## BEGIN INPUT FOR THIS TASK

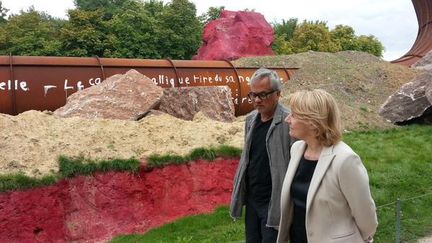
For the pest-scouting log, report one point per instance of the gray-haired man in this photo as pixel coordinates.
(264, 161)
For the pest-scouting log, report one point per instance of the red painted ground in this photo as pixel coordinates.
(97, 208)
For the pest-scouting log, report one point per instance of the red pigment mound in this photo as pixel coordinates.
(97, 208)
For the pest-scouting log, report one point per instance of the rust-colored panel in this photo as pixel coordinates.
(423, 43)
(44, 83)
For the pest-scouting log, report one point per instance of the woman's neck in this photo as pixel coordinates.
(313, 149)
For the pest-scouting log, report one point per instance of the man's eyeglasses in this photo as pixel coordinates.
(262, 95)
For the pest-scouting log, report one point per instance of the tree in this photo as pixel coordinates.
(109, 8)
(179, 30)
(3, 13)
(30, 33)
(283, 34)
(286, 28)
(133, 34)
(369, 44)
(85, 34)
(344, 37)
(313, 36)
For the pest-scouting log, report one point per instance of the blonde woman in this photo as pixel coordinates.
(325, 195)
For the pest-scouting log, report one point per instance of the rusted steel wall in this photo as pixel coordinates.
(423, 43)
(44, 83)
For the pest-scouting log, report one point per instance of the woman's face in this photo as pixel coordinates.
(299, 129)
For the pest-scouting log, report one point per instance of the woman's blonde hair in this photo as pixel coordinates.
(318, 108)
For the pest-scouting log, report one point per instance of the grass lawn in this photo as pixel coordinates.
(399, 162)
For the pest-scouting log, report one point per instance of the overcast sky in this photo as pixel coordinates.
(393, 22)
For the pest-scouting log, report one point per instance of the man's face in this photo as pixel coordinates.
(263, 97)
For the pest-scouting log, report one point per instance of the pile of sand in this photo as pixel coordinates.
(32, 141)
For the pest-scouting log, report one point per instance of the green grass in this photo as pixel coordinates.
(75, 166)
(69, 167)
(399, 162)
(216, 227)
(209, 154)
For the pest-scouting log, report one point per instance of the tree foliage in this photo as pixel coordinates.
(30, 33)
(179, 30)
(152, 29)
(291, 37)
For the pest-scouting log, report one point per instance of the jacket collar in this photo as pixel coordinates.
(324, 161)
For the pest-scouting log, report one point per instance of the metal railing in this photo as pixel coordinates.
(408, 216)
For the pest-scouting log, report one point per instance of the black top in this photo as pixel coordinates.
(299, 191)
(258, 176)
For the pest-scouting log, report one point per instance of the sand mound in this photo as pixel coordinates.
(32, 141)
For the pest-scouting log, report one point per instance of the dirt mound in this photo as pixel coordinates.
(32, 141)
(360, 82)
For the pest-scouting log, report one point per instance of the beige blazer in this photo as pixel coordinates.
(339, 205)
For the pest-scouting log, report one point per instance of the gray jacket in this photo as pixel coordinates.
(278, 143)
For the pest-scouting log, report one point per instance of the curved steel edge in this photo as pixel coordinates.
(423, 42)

## END INPUT FOR THIS TASK
## BEGIN INPUT FOR THIS TASK

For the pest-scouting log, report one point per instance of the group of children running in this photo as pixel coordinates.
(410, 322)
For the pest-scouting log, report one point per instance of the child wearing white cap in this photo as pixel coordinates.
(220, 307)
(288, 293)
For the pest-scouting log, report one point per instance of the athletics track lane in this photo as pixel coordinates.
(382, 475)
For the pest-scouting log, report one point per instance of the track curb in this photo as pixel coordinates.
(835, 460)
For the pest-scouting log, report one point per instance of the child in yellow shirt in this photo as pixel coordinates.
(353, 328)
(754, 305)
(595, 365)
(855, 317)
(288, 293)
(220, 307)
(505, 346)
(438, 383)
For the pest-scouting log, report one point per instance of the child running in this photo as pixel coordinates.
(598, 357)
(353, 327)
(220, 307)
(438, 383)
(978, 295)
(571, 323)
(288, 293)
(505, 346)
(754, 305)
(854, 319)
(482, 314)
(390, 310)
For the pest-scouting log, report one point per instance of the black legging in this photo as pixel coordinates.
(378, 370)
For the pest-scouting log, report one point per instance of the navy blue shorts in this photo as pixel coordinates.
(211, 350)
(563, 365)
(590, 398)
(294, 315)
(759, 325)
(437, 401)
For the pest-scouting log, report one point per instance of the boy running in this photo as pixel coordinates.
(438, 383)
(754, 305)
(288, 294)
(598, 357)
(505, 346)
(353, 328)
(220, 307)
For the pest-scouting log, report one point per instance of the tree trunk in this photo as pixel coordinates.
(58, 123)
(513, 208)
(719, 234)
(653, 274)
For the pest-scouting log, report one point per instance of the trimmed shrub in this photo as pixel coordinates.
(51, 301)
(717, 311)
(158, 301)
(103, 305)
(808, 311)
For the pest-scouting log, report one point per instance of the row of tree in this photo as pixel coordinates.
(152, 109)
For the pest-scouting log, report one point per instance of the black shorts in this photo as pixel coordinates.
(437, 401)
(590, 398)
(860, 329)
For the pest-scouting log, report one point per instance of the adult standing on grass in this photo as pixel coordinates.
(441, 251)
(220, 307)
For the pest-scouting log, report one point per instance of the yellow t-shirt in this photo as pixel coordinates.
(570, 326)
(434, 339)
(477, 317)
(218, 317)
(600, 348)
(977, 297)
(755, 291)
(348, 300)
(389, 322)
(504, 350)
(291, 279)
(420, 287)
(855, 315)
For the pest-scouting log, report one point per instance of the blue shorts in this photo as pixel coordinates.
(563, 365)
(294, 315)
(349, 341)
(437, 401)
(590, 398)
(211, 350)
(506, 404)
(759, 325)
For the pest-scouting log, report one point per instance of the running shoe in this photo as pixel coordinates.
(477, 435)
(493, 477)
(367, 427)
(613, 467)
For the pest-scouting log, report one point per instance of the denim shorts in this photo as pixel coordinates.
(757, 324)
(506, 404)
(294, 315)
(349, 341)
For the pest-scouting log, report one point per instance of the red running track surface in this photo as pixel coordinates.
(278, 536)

## END INPUT FOR THIS TASK

TASK STATEMENT: Select each line in the items above that contains the word "steel", treating uppercase and lowercase as different, and copy those lines.

FINISHED EXERCISE:
For the pest-scouting log, report one point per instance of the rusted steel wall in this photo as pixel coordinates.
For the pest-scouting log, report one point per instance of the curved steel edge in this photo as pixel coordinates.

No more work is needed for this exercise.